** begin Material provided **

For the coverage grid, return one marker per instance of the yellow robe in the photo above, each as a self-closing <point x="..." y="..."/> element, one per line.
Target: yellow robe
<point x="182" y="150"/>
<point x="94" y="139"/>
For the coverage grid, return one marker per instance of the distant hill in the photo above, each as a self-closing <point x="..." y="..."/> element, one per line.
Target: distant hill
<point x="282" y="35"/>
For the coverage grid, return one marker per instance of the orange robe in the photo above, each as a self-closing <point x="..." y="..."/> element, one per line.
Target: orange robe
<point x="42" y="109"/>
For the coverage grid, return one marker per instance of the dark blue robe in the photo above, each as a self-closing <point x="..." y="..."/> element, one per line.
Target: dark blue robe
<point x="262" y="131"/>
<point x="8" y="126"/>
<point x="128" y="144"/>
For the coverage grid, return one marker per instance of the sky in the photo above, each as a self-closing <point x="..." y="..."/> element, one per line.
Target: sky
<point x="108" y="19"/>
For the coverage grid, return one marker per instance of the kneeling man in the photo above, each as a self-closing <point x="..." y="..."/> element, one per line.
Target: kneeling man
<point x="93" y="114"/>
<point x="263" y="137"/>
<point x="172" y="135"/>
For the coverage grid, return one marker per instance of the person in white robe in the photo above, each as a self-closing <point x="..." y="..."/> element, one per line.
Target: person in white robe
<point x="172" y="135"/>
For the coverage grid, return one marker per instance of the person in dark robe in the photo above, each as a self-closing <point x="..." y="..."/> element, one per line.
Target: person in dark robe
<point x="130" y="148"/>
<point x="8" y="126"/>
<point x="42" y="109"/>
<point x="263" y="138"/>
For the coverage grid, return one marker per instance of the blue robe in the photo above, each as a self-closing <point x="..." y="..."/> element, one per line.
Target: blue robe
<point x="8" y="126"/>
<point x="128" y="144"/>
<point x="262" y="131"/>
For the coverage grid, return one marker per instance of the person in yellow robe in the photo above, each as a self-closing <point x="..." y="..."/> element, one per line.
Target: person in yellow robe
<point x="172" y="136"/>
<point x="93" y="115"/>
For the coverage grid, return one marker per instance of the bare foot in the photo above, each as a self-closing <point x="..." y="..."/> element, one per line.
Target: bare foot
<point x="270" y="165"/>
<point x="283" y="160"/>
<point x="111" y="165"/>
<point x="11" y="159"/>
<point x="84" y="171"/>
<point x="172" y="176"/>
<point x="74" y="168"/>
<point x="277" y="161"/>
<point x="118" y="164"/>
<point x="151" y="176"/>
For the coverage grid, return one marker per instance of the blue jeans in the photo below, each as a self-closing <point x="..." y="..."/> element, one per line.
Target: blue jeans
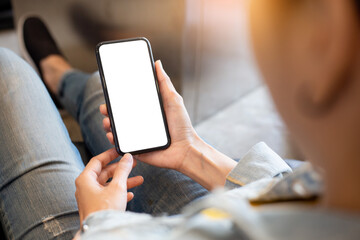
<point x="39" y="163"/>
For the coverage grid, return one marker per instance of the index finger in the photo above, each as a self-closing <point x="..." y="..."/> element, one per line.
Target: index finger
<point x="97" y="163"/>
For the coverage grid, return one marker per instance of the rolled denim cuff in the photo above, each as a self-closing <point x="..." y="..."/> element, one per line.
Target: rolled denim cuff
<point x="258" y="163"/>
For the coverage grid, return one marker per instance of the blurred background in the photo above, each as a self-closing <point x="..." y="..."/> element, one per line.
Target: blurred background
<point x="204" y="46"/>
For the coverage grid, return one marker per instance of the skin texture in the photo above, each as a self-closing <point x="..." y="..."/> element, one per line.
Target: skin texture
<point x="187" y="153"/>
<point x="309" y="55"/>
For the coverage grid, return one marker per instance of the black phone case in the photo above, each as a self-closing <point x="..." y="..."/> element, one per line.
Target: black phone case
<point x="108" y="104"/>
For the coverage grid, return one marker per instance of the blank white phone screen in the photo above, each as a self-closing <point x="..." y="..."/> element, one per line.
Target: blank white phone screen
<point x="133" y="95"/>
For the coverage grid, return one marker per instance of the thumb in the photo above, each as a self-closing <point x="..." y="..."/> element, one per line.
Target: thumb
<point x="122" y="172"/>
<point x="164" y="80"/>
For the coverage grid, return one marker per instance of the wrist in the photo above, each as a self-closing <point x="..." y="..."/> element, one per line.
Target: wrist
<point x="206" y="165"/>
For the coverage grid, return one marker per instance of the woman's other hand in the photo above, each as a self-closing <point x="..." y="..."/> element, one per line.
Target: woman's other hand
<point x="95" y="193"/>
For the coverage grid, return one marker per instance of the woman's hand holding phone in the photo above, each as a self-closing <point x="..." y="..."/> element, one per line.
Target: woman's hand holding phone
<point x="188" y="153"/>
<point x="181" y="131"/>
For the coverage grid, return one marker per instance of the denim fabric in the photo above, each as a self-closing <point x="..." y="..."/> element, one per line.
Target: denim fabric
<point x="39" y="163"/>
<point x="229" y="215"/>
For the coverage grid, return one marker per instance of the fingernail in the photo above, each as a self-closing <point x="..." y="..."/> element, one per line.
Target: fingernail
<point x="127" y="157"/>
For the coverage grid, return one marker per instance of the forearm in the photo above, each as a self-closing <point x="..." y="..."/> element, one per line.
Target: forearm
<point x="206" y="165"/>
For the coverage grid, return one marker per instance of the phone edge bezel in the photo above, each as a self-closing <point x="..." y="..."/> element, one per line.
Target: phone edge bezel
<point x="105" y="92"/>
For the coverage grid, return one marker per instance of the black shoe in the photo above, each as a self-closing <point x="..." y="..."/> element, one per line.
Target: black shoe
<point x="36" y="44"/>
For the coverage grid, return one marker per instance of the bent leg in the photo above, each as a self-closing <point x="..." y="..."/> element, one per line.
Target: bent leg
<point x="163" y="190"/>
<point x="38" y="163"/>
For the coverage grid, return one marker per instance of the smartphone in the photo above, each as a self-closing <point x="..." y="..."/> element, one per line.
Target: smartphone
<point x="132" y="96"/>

** end Material provided **
** begin Material provided **

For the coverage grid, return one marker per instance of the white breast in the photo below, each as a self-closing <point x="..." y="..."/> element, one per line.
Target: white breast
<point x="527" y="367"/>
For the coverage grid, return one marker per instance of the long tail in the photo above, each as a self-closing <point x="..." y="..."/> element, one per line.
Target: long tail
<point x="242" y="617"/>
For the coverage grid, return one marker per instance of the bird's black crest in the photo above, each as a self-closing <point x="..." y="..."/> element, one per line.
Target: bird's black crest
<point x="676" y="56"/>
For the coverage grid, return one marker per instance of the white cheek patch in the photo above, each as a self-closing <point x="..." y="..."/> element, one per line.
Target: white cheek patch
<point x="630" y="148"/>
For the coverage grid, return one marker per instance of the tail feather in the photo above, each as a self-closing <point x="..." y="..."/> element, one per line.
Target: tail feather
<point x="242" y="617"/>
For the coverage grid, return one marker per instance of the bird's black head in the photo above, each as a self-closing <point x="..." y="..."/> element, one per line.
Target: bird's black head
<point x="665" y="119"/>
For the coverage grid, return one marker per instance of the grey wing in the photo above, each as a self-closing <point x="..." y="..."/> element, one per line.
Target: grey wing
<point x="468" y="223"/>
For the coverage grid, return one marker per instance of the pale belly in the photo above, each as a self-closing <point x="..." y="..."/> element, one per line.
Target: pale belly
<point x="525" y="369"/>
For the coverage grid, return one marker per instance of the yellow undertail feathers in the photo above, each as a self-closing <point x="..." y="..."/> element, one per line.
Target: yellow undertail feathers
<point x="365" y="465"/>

** end Material provided **
** begin Material provided **

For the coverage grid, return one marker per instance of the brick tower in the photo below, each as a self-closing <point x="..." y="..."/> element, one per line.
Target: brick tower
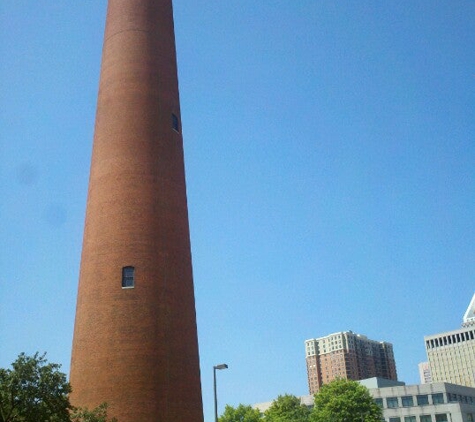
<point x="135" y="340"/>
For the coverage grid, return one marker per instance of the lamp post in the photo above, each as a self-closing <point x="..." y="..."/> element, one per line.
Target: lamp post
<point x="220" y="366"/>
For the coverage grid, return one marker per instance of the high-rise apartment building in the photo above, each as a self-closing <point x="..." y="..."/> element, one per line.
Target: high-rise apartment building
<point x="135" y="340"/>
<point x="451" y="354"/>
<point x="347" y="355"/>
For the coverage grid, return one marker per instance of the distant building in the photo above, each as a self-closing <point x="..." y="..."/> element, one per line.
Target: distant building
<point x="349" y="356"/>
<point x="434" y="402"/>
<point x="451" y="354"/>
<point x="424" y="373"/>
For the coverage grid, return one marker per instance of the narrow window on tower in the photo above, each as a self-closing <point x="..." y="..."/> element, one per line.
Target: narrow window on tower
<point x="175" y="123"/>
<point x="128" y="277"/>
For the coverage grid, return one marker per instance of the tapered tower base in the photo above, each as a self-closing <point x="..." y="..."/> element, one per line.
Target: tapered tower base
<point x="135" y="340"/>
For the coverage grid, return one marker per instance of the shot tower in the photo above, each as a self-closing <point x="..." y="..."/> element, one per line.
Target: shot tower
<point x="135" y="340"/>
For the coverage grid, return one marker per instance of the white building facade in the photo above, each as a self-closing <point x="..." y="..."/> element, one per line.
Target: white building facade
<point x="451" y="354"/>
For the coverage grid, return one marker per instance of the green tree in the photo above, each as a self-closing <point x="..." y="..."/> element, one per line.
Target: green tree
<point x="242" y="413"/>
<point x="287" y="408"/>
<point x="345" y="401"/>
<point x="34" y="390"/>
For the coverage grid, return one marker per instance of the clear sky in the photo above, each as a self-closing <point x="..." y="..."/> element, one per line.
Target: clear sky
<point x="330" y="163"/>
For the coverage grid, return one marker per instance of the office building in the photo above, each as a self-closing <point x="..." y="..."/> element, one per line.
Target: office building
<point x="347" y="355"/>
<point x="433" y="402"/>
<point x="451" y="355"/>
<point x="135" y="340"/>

** end Material provided **

■ **Short task**
Pick out every line in the listing above that contains the word "foot", treating uppercase and lowercase as different.

■ **Task solution**
For the coverage grid, return one marker per instance of the bare foot in the photo above, each as a self-closing <point x="..." y="..."/> element, one per line.
Target: bare foot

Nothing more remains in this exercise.